● **EXTRAIT DU DOCUMENT**
▬▬▬

Les pensées suicidaires peuvent également être repérées dans les messages ou les agissements de la personne. Les messages peuvent être directs « Je veux me tuer », ou plus subtils. La personne peut se mettre à s’isoler, se négliger ou négliger ses études/son travail, faire des dons soudains, régler des comptes. Du point de vue des émotions, les pensées suicidaires sont souvent associées à de l’anxiété intense, des sentiments dépressifs, de la tristesse, de la fatigue, et de l’impuissance. Finalement, une rémission soudaine, une personne souffrante qui d’un coup semble avoir retrouvé la paix, peut indiquer que cette personne compte se tuer à court terme.

Demander directement à la personne

Si vous pensez qu’une personne a des pensées suicidaires, ou avez un doute, alors il faut lui demander directement. La question doit être claire, formulé au présent, et en utilisant des mots précis.

Est-ce que tu penses à te suicider en ce moment?

Tu sembles vivre énormément de douleur, est-ce que tu as des pensées suicidaires?

Je m’inquiète pour toi, est-ce que tu penses à te tuer?

Poser la question clairement mènera à une réponse claire. De plus, le fait que vous prononciez vous-même ce mot évitera à la personne de devoir avouer cela elle-même. Le fait d’en parler de manière posée et non-jugeante peut également avoir un effet rassurant sur la personne souffrante, qui se sent probablement seule et effrayée par ces pensées. À noter qu’il est bien sûr possible que la personne mente en répondant à cette question. L’évaluation détaillée du risque suicidaire peut donc être utile même en cas de réponse négative.

Évaluer le risque

Le C.O.Q.

Une des méthodes les plus utilisées pour évaluer le risque suicidaire est le C.O.Q., pour Comment?, Où?, Quand? :

  • Comment? : l’individu a-t-il une méthode décidée et à portée pour son suicide?
  • Où? : l’individu a-t-il un lieu prévu pour son suicide?
  • Quand? : l’individu a-t-il une date précise à laquelle il pense se suicider?

Plus ces paramètres sont décidés, et plus le risque suicidaire augmente. Le Quand est le paramètre le plus important, et permet de guider l’intervention. La personne veut-t-elle se tuer ce soir, ou à une date indéterminée dans le futur? Y-a-t-il un événement qui servirait de déclencheur?

Approche multifactorielle d’évaluation du risque

Au-delà du C.O.Q., sept paramètres sont généralement identifiés pour évaluer le risque suicidaire :

  • la planification du suicide : l’individu a-t-il de méthodes prévues, lieu, date, lettre d’adieu pré-écrite, testament?

▬▬▬

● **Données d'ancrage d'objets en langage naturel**
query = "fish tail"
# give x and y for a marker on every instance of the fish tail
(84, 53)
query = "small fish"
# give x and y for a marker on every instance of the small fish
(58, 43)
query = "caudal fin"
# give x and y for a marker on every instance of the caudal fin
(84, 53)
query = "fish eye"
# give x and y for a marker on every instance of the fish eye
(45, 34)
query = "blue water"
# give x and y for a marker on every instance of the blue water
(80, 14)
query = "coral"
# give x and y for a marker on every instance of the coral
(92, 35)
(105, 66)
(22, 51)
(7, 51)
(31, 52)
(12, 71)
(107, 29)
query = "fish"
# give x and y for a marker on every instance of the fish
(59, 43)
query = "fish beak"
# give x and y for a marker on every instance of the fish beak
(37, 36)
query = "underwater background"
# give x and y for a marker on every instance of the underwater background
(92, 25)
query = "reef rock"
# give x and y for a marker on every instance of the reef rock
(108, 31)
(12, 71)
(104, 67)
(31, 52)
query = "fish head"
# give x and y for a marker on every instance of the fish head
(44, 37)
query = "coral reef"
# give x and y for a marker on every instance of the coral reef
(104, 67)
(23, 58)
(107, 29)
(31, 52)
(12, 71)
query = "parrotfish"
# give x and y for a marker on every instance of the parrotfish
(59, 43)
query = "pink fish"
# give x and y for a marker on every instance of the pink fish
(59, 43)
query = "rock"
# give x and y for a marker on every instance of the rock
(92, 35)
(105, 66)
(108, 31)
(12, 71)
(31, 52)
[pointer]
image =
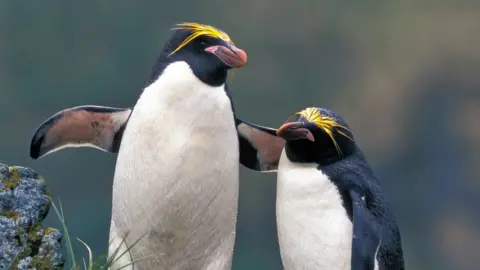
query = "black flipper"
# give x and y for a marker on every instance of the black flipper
(260, 147)
(84, 126)
(366, 239)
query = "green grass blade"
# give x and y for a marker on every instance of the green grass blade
(68, 242)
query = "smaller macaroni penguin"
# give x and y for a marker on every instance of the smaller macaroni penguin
(331, 212)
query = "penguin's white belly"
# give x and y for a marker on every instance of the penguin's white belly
(313, 227)
(176, 177)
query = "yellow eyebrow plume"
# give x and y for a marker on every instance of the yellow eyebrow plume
(327, 123)
(200, 30)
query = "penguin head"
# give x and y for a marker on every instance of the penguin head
(208, 51)
(317, 135)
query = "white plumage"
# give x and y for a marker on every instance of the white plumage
(313, 227)
(176, 176)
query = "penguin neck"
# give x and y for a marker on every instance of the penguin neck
(204, 71)
(303, 151)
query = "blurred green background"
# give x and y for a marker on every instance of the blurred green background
(404, 74)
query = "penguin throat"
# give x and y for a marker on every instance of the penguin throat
(303, 151)
(206, 68)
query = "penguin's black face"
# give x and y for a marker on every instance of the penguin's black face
(317, 135)
(207, 50)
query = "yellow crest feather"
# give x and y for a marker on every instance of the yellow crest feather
(200, 30)
(327, 123)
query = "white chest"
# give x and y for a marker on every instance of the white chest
(313, 227)
(176, 176)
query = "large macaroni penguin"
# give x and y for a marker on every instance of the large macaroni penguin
(331, 212)
(176, 178)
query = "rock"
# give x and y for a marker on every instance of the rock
(24, 203)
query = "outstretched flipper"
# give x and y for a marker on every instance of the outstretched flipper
(84, 126)
(366, 239)
(260, 147)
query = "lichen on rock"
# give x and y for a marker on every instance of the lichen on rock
(24, 203)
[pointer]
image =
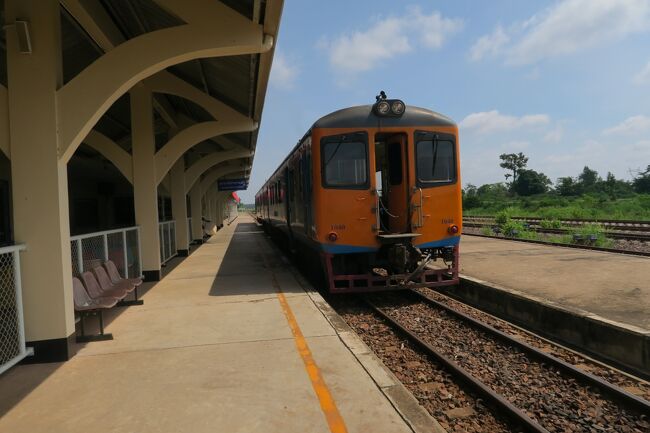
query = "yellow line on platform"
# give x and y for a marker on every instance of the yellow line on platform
(327, 403)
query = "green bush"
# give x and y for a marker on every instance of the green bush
(587, 230)
(550, 224)
(502, 217)
(487, 231)
(512, 228)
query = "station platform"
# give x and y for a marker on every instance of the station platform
(228, 341)
(615, 287)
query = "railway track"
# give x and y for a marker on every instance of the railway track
(536, 391)
(637, 236)
(617, 225)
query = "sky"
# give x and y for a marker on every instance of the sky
(565, 82)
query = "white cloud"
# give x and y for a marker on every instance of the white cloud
(515, 146)
(555, 135)
(493, 121)
(630, 126)
(363, 50)
(568, 27)
(489, 45)
(643, 77)
(283, 74)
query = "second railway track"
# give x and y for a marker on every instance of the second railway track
(538, 392)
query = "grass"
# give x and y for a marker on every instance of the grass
(588, 234)
(553, 207)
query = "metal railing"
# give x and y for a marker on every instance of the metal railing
(12, 324)
(167, 231)
(121, 246)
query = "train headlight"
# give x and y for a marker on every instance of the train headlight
(389, 108)
(397, 107)
(382, 108)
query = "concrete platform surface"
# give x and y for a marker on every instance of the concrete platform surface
(209, 351)
(614, 286)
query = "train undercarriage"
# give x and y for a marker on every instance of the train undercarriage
(391, 269)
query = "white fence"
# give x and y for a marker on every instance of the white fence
(167, 231)
(121, 246)
(12, 325)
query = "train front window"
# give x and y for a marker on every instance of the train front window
(345, 161)
(436, 162)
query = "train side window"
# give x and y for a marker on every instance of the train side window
(436, 159)
(345, 161)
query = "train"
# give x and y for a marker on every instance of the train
(372, 195)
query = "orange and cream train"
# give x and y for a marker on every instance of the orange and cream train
(371, 193)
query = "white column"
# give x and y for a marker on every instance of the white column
(39, 178)
(145, 190)
(197, 211)
(179, 206)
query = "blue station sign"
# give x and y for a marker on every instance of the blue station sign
(233, 185)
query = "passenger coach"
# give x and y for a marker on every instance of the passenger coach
(371, 193)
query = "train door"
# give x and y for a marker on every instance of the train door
(307, 189)
(391, 156)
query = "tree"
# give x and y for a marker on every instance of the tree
(588, 179)
(642, 182)
(530, 182)
(470, 197)
(567, 186)
(514, 162)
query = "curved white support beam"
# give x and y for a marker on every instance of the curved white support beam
(111, 151)
(4, 121)
(166, 82)
(191, 136)
(213, 176)
(195, 171)
(221, 32)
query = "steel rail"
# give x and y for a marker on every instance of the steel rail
(643, 236)
(569, 220)
(479, 387)
(564, 366)
(553, 244)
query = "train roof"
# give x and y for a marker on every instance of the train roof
(363, 116)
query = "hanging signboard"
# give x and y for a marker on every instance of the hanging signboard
(233, 185)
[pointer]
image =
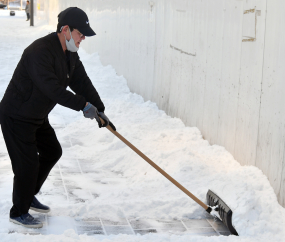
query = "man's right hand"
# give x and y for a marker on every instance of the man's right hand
(91, 112)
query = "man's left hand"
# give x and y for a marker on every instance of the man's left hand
(106, 121)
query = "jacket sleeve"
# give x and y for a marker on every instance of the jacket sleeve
(82, 85)
(40, 67)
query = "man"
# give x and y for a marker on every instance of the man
(27, 9)
(39, 82)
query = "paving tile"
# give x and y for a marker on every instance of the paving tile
(170, 226)
(119, 229)
(58, 224)
(225, 233)
(95, 232)
(144, 231)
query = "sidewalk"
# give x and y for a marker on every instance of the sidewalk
(68, 184)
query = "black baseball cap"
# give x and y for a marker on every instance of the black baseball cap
(76, 18)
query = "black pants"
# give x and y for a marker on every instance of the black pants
(33, 150)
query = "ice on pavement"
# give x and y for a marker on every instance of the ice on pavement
(125, 183)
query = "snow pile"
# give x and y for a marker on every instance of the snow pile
(143, 192)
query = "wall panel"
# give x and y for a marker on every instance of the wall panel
(216, 65)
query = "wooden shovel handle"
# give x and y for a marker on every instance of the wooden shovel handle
(157, 167)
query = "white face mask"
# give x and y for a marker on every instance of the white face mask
(70, 45)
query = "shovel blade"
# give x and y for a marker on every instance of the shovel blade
(223, 209)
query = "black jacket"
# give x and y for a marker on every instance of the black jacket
(40, 81)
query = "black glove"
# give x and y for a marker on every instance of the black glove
(106, 120)
(91, 112)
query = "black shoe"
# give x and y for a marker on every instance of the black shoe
(26, 220)
(38, 207)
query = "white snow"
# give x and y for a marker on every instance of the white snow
(138, 190)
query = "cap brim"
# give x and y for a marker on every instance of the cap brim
(86, 31)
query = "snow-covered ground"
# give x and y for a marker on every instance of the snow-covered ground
(114, 181)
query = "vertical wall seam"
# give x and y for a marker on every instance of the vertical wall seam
(234, 149)
(221, 76)
(256, 151)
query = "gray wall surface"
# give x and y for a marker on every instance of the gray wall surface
(217, 65)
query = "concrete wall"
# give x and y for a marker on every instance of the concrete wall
(217, 65)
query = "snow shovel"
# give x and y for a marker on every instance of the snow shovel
(217, 207)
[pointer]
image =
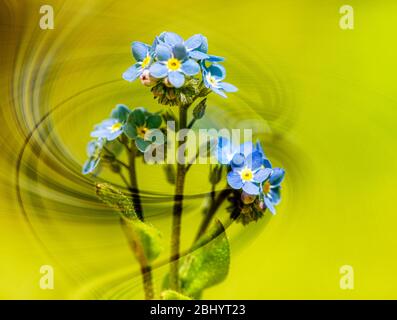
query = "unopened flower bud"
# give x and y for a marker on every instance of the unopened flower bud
(247, 198)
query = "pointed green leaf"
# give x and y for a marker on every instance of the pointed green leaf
(147, 236)
(130, 130)
(208, 264)
(173, 295)
(199, 110)
(144, 239)
(121, 112)
(137, 116)
(153, 121)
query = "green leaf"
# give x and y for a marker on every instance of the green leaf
(208, 264)
(173, 295)
(137, 116)
(148, 237)
(143, 238)
(116, 199)
(199, 110)
(153, 121)
(141, 144)
(130, 130)
(121, 112)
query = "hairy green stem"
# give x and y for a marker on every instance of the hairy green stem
(215, 204)
(177, 211)
(146, 269)
(136, 199)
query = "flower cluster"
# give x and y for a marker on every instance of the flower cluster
(170, 63)
(122, 125)
(252, 175)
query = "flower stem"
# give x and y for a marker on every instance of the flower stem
(177, 211)
(146, 269)
(136, 199)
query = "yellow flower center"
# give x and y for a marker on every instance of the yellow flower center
(146, 61)
(211, 80)
(173, 64)
(141, 131)
(246, 174)
(115, 127)
(266, 187)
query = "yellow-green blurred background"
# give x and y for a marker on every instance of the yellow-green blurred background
(322, 100)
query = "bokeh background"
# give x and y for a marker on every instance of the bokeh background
(322, 100)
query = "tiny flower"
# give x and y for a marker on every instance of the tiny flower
(247, 198)
(94, 150)
(139, 123)
(227, 150)
(213, 77)
(247, 173)
(270, 189)
(143, 55)
(146, 79)
(173, 61)
(111, 128)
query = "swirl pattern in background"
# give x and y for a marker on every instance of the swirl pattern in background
(321, 99)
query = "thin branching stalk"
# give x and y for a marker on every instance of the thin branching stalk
(136, 199)
(177, 211)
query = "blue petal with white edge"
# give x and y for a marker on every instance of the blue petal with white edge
(234, 180)
(139, 50)
(228, 87)
(158, 70)
(261, 175)
(176, 78)
(179, 51)
(217, 71)
(163, 52)
(190, 67)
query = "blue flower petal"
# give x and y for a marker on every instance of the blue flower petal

▬▬▬

● **CONSIGNE**
Recopiez mot pour mot le passage du texte sur le risque suicidaire qui va de « Je m’inquiète pour » à « de réponse négative. ».

● **CORRIGÉ**
Je m’inquiète pour toi, est-ce que tu penses à te tuer?

Poser la question clairement mènera à une réponse claire. De plus, le fait que vous prononciez vous-même ce mot évitera à la personne de devoir avouer cela elle-même. Le fait d’en parler de manière posée et non-jugeante peut également avoir un effet rassurant sur la personne souffrante, qui se sent probablement seule et effrayée par ces pensées. À noter qu’il est bien sûr possible que la personne mente en répondant à cette question. L’évaluation détaillée du risque suicidaire peut donc être utile même en cas de réponse négative.